TASK OBJECTIVE —
The response must be a precise copy of the records that follow.

Natural language region descriptions

______

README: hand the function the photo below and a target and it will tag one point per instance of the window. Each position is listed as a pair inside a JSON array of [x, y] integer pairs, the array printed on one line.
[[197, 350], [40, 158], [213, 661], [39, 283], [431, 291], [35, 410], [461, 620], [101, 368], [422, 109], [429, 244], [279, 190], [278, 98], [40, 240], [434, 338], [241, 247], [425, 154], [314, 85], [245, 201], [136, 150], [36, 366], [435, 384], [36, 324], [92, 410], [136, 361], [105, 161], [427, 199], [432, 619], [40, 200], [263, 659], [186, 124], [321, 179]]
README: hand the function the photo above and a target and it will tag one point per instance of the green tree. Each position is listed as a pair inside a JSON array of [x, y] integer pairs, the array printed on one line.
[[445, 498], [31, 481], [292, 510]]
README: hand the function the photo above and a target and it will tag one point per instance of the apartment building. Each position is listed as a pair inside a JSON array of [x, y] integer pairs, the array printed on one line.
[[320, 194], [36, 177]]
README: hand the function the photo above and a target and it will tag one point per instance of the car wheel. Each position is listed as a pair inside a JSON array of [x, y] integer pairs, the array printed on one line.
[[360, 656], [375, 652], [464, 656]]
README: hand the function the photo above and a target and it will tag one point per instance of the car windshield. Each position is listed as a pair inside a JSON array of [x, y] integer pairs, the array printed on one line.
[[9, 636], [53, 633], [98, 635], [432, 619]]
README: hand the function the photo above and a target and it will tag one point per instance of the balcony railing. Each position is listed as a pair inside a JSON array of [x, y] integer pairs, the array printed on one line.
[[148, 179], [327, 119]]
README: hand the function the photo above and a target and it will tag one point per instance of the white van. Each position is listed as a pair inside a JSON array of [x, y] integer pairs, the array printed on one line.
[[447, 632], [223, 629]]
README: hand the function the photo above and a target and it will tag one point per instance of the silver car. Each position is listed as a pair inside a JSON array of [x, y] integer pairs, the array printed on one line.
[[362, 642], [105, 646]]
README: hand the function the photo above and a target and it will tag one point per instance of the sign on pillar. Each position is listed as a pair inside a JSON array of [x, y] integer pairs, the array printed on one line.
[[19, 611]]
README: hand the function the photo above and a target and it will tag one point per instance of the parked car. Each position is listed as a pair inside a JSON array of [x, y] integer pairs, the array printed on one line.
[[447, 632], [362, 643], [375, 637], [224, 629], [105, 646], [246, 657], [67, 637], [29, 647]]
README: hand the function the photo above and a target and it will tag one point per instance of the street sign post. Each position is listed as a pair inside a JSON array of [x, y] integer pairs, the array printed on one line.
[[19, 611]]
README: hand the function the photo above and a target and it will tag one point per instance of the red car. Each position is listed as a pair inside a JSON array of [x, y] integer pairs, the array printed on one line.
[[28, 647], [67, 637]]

______

WRITTEN ANSWER —
README: hand the function the photo below and a target and it will tag one point per instance of the window. Each position is listed as a pair inside a JSON array of [x, y] integer pairs, the array printed on one line.
[[197, 350], [40, 158], [213, 661], [39, 283], [431, 291], [35, 410], [461, 620], [101, 368], [422, 109], [429, 244], [279, 190], [278, 98], [40, 240], [434, 338], [241, 247], [425, 154], [314, 85], [245, 201], [136, 150], [36, 366], [435, 384], [36, 324], [92, 410], [136, 361], [105, 161], [427, 199], [432, 619], [40, 200], [263, 659], [186, 124], [321, 179]]
README: hand the function the photo above and a target and it will tag one point per instance of the green tree. Each position is listed as a pair inside a JSON array of [x, y] integer pairs, the array printed on one line.
[[445, 498], [31, 481], [292, 510]]
README: hand the function the photo above and a target and it will tag one point per instance of the apartment building. Each position is listed as a pair inside a JSON array of [x, y] integer pairs, the array printed on one line.
[[320, 194], [36, 177]]
README: hand the function the photo above and a target and it will tag one point per instance of the car wheel. Each position is listed as a pair inside a JSON array of [x, y] integer pairs, the array printed on one line.
[[360, 656], [375, 652], [464, 656]]
README: hand the function the photo above and a target and it will tag one point per instance of the car windshield. Each position is listed as a pair inside a JSON array of [x, y] integer pairs, the array printed on one line.
[[9, 636], [53, 633], [98, 635], [432, 619]]
README: hand the function the photo above and a target and it will tag one point per instance of the balcony railing. Each position is listed as a pair inside a JSON array of [x, y] integer pairs, the array printed on one line.
[[148, 179], [327, 119]]
README: hand the function the photo above and a target and it will tag one point per instance of the white van. Each position is listed as a pair inside a JSON array of [x, y] integer pairs, the array printed on one line.
[[447, 632], [223, 629]]
README: hand the function the photo above and a target and it will tag one point per instance of the silver car. Each position is listed as a pair inside a JSON array of [x, y] integer pairs, the array printed on one line.
[[362, 642], [105, 646]]
README: hand the function the photo above and a target and it will tag one point per instance of the sign on pillar. Each position is listed as a pair inside a JSON array of [x, y] integer pairs, the array printed on one line.
[[19, 611]]
README: hand the function the photo above and a target and it will tag one point per instance of the parked car. Each position is listed as a pair inside a JSON array of [x, y] integer pairs, the array printed on one line.
[[447, 632], [362, 643], [375, 637], [224, 629], [105, 646], [246, 657], [67, 637], [29, 647]]
README: hand the function the photo above and a target and it will tag one point per instance of the street sign post. Each position is listed as a pair inside a JSON array of [x, y] integer pairs, the array printed on one line.
[[19, 611]]
README: hand the function the photo above and a target and it will tag one point per instance of the red car. Each position is listed as a pair inside a JSON array of [x, y] integer pairs, the array printed on one line.
[[28, 647], [67, 637]]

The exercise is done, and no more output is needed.